(Directions for this task)
The entries below are to be reproduced in full, exactly as written.

START Source data

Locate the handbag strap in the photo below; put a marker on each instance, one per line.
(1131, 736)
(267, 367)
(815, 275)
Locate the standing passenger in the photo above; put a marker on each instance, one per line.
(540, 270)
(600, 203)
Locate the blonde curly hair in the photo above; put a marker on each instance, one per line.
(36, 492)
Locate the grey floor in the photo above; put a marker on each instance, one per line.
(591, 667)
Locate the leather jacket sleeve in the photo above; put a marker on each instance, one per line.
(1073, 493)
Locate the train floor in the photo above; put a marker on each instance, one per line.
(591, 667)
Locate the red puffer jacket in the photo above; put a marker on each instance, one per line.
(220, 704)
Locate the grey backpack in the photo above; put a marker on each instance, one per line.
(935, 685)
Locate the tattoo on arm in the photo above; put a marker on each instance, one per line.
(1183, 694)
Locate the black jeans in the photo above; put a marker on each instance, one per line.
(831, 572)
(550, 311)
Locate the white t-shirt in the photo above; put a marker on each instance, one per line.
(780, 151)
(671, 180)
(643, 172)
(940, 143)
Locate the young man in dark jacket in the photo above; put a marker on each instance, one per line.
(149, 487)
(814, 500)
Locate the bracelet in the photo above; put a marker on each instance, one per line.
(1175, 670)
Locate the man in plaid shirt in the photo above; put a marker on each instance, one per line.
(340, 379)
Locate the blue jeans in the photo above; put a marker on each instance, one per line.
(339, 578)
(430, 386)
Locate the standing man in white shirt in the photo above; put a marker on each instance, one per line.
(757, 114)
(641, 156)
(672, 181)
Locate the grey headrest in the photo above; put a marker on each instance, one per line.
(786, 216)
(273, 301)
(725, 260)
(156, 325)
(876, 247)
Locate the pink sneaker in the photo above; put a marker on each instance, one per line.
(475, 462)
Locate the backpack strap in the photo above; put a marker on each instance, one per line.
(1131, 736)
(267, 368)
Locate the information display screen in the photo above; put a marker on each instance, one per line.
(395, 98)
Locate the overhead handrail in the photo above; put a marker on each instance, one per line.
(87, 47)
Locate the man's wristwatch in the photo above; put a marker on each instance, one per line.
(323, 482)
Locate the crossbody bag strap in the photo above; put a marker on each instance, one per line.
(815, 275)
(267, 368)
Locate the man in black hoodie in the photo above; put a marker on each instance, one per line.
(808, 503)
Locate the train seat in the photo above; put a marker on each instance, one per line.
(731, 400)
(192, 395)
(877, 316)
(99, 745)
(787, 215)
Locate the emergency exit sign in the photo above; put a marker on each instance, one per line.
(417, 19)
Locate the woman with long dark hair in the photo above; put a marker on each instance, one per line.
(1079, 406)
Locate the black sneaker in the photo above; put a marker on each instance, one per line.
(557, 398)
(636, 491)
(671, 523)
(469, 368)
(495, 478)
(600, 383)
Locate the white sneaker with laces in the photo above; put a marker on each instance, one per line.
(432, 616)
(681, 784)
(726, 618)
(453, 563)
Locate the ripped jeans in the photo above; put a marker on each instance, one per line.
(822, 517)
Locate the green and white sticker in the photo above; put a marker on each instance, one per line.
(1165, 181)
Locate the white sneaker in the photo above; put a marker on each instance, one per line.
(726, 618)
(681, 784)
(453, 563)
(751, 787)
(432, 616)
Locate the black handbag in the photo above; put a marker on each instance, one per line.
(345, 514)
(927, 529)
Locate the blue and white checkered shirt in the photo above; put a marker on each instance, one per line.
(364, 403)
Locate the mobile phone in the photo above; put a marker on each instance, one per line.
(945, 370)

END Source data

(Exercise answer)
Locate the handbag strap in the photo below; put a marker on each instance, one per line.
(1131, 736)
(267, 367)
(815, 275)
Locate the standing passenger in the photo above; put a marker on each instance, one per line.
(540, 270)
(600, 203)
Locate the blonde curly hair in the photo above; put a marker on each instance, one per line.
(36, 492)
Locate the grey floor in the photo above; put a marker on each instance, one per line.
(591, 667)
Locate the leather jacket sleeve in the photo above; put a marker on each instance, one per line.
(1073, 493)
Locate the train floor in the photo above; put a marker on each instance, one per line.
(591, 667)
Locate the red puffer jacket in the photo above; put a marker on each instance, one per line.
(220, 704)
Locate the grey backpack in the photo above; put a marker on each instance, one per line.
(935, 685)
Locate the tattoo on arm in the photo above; put a marker on each instance, one per line.
(1183, 694)
Locate the black jeans in the photo above; put a marker on each instance, one per line.
(831, 572)
(550, 311)
Locate the white t-shirt in the photo above; put a marker on each instance, one per line.
(780, 151)
(671, 180)
(643, 172)
(940, 143)
Locate the young man in dark jacket in the photo above; put a marker on each instance, one per line.
(149, 487)
(814, 500)
Locate the bracelet in the photo above; put a marker on each instance, one per line.
(1175, 670)
Locate the man in plaid shirt in the photo above; put a marker on each instance, one per line.
(340, 379)
Locate the blue jeans in the photo above; put a marker on each instance, one per line.
(339, 578)
(430, 386)
Locate the standing man in white shirt in the photo above; put a marker on each instance, one per line.
(757, 114)
(641, 156)
(672, 181)
Locate the grey headrest in the photo above; put a marker on each instance, one per line.
(786, 216)
(273, 301)
(725, 260)
(156, 325)
(876, 247)
Locate the pink sneaker in the photo above; put a marker on each instance, one per line.
(475, 462)
Locate the backpack strap in the photo above; put a marker on each instance, one per line.
(1131, 736)
(267, 368)
Locate the information display screen in the photo above; put a marker on each instance, one per line.
(395, 98)
Locate the overhead handrail in the photo above; put a marker on each instance, one per line.
(87, 47)
Locate the man's wristwatch in the photo above; put a marker on each instance, one per line.
(323, 482)
Locate the crossbody bag strap in the photo above; put a marker on each instance, one per line.
(815, 275)
(267, 368)
Locate the man in black hoodie in the photo above; put a marker on each instance, one per line.
(808, 503)
Locate the train seat in the photo above; put a marker on each instance, one per line.
(731, 400)
(192, 395)
(877, 316)
(99, 745)
(787, 215)
Locate the emergency exit sign in the photo above; put a marker on each instance, one per line.
(417, 19)
Locate the woman with long dark hair in the photo above; put a marker on each instance, one per line.
(1079, 406)
Locate the black sneaker in the photo above; put a marker on each instance, one per line.
(557, 398)
(636, 491)
(671, 523)
(469, 368)
(495, 478)
(600, 383)
Locate the white sneaker with laces in the photo above; put a marker on each instance, one per line.
(432, 616)
(681, 784)
(726, 618)
(453, 563)
Locate the ripped jeans in the photo above; put a marker on each instance, one per line.
(822, 517)
Locate the green and white sticker in the photo above; put a marker on each instance, one per line.
(1165, 181)
Locate the white sneaker in the photo above; put a marker on each instance, one per line.
(726, 618)
(681, 784)
(453, 563)
(751, 787)
(432, 616)
Locate the black handbag in the photo above; put a marker on each instance, one per line.
(345, 514)
(927, 529)
Locate the blue and white checkered shirt in the photo above; put a marker on each instance, one per line.
(364, 403)
Locate the mobile phone in the photo above; put a marker on each instance, one per line.
(945, 370)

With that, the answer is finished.